Text:
However, much before the Elizabethan decree had begun the chronic intra-European wars which confronted the intransigence of the Sultan of Turkey, who created a serious hurdle and came in the way of the development of an overland Indo-European trade route. There nevertheless existed “hope” — which suggested a new line of approach in case of discovery of a practical passage to India by the Cape of Good Hope. Wrote Keith: “Political conditions favoured action. The Bull of May 1493 of Pope Alexander VI had assigned India to Portugal in its division between that country and Spain of the undiscovered non-Christian world; and subsequent treaties between these countries had recognised the allocation, with modifications. Since 1580, the sovereignty of Spain had been extended over Portugal, and the Portuguese rights over Indian territories had passed to the Spanish Crown”. Thus, India was ordained to be under Europeans by the decree of Pope Alexander VI, way back in the last decade of the 15th century (1493), much before any visual contact had been established between Vasco da Gama, who landed on the Malabar coast on May 20, 1498, and Indians.

The interest and intervention of the Pope in empire-building and the allocation and allotment of land to the kings and monarchs of medieval Europe is, therefore, a historical reality. Seen in this light, the words of the Archbishop of Delhi are neither surprising, nor new. Delhi follows the legacy of the West. It follows a long, sustained pattern for which a number of precedents exist in the history books of medieval Occident.

Short problem 1:
Answer these questions using the passage:
(a) Which pope issued the Bull of May 1493?
(b) On what date did Vasco da Gama land on the Malabar coast?
(c) Whose words does the passage call neither surprising nor new?
The passage and the records come from separate, unrelated sources.

(Entries from an annotation dataset)
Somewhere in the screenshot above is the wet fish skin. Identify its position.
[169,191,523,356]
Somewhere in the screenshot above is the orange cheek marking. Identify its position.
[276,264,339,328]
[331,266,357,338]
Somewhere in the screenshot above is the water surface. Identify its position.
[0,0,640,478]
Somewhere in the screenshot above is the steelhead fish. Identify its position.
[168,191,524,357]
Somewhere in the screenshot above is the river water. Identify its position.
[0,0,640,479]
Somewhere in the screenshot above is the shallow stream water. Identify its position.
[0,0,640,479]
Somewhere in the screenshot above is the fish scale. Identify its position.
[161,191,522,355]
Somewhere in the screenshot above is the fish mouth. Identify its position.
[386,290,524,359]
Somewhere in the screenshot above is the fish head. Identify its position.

Short problem 2:
Return everything in the records from the line that contains "Somewhere in the screenshot above is the orange" down to the line that contains "[168,191,524,357]", including both of those lines. Copy each line without any changes.

Exercise answer 1:
(a) Pope Alexander VI
(b) May 20, 1498
(c) The Archbishop of Delhi

Exercise answer 2:
Somewhere in the screenshot above is the orange cheek marking. Identify its position.
[276,264,339,328]
[331,266,357,338]
Somewhere in the screenshot above is the water surface. Identify its position.
[0,0,640,478]
Somewhere in the screenshot above is the steelhead fish. Identify its position.
[168,191,524,357]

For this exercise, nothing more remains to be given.